## WHAT NEEDS TO BE DONE
Recast the records, from the line containing "Objective — for every instance of the white t-shirt, mark" through the end of the records, as a two-column CSV with columns instruction and points. Give one row per record, placing its text and its answer each in a single quoted field with line breaks replaced by spaces.

• • • •

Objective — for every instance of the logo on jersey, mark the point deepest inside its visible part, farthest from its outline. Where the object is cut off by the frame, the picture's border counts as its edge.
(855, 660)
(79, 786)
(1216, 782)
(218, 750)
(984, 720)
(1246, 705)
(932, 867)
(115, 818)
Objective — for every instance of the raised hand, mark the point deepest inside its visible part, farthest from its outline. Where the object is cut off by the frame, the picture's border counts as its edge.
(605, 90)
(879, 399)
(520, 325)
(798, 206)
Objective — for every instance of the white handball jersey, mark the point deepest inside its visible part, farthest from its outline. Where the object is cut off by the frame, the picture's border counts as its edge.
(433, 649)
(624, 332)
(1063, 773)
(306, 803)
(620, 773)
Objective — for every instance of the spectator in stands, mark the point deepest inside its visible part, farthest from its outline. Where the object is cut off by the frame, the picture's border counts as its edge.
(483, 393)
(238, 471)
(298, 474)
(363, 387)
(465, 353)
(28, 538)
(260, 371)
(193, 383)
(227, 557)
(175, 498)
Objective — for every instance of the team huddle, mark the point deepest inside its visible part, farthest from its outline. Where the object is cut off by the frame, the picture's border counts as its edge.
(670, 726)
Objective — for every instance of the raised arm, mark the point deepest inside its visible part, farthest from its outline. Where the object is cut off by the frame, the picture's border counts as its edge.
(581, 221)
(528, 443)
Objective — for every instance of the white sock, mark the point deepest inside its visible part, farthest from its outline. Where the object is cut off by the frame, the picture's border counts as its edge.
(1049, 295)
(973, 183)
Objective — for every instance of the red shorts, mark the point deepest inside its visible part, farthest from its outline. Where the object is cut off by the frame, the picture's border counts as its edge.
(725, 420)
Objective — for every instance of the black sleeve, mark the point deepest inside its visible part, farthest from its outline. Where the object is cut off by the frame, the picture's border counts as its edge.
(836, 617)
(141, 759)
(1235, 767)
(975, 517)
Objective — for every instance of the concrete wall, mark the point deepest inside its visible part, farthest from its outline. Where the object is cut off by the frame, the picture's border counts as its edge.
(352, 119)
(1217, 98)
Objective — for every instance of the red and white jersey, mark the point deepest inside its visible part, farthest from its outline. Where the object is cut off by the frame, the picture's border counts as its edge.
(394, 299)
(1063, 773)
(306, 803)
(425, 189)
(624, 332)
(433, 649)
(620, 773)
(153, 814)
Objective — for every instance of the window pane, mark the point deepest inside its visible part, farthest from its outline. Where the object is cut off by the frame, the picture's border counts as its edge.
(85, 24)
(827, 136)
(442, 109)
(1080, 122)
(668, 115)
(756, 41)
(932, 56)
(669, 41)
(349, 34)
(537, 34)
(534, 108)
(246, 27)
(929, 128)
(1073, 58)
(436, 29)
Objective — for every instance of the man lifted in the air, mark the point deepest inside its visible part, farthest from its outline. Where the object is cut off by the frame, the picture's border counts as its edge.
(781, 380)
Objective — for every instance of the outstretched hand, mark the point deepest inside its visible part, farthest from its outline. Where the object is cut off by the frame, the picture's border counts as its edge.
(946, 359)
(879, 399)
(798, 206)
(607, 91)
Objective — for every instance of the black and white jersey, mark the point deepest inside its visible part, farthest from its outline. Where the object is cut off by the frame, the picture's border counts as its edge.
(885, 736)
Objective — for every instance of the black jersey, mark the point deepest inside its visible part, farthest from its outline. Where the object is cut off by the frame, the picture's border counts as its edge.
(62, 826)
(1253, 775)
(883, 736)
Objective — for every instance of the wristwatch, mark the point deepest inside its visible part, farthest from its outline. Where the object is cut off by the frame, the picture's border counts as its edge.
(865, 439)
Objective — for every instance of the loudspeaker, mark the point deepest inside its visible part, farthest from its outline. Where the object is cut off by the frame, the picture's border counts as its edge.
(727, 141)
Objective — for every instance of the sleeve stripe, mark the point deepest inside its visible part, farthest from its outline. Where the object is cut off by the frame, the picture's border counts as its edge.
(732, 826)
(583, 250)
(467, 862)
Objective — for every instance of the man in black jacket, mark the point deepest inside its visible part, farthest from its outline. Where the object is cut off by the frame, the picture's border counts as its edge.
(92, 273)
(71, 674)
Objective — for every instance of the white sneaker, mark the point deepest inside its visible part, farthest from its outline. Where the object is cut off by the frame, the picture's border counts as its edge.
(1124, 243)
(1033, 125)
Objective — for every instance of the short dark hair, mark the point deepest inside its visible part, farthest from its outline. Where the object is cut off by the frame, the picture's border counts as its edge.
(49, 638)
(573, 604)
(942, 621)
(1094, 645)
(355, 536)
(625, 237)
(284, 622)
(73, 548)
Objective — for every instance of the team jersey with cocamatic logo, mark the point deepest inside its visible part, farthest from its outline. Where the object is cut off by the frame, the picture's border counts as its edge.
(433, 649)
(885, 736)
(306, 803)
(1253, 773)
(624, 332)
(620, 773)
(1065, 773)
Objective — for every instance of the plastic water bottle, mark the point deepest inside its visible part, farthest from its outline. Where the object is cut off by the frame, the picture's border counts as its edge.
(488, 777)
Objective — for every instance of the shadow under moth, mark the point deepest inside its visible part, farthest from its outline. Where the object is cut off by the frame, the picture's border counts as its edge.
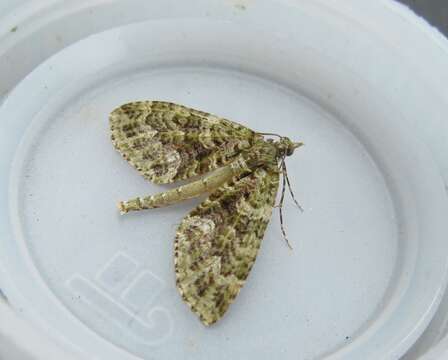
(217, 242)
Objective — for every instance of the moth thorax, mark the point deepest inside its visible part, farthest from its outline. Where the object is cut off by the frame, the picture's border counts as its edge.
(285, 147)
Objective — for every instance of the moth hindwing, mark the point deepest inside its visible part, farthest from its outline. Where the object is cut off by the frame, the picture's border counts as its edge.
(217, 243)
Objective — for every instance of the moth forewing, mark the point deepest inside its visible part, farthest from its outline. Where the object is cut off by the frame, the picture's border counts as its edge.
(217, 243)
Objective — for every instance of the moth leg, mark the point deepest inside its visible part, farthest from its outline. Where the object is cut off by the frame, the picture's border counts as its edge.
(184, 192)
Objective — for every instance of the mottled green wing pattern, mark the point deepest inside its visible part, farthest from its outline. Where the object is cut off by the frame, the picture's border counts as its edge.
(168, 142)
(217, 243)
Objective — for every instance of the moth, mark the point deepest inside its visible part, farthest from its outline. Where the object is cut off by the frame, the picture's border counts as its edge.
(217, 243)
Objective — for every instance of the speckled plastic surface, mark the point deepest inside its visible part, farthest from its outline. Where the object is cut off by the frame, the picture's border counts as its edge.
(375, 81)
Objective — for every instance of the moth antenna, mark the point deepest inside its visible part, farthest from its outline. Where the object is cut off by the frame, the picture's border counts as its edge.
(282, 198)
(285, 174)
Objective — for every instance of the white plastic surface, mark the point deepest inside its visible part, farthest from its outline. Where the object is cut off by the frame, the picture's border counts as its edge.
(205, 85)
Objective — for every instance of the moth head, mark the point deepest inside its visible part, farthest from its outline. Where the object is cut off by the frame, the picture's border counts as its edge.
(286, 147)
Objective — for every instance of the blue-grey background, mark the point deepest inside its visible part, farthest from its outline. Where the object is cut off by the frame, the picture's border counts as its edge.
(434, 11)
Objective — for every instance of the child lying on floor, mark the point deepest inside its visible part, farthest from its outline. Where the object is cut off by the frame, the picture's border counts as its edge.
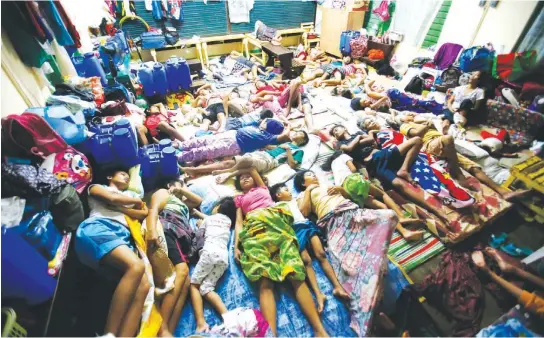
(263, 161)
(307, 236)
(158, 123)
(244, 140)
(214, 260)
(346, 176)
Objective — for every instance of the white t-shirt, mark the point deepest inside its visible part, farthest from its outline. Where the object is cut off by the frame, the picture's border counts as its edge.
(102, 210)
(340, 169)
(460, 95)
(297, 215)
(217, 232)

• • • •

## THE RESPONSE
instruction,points
"Objective — for every instance of the white t-shirt, mark the point deepest inside its visible part, farthest from its outline. Where the object is cut off by the frame, the picture's border counts as its edge.","(102, 210) (340, 169) (460, 95) (297, 215) (217, 232)"